## [ЗАДАНИЕ]
Оформите все пункты ниже как CSV с двумя столбцами, «запрос» и «ответ», по одной строке на каждый пункт. Каждое значение должно стоять в отдельном поле в кавычках, а переносы строк внутри него нужно заменить пробелами.

## [ИСХОДНЫЕ ДАННЫЕ]
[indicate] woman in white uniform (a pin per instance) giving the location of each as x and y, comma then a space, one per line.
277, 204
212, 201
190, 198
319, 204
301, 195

## [РЕЗУЛЬТАТ]
запрос,ответ
"[indicate] woman in white uniform (a pin per instance) giving the location of each as x and y, comma then a space, one per line.","277, 204 212, 201 190, 198 319, 204 301, 195"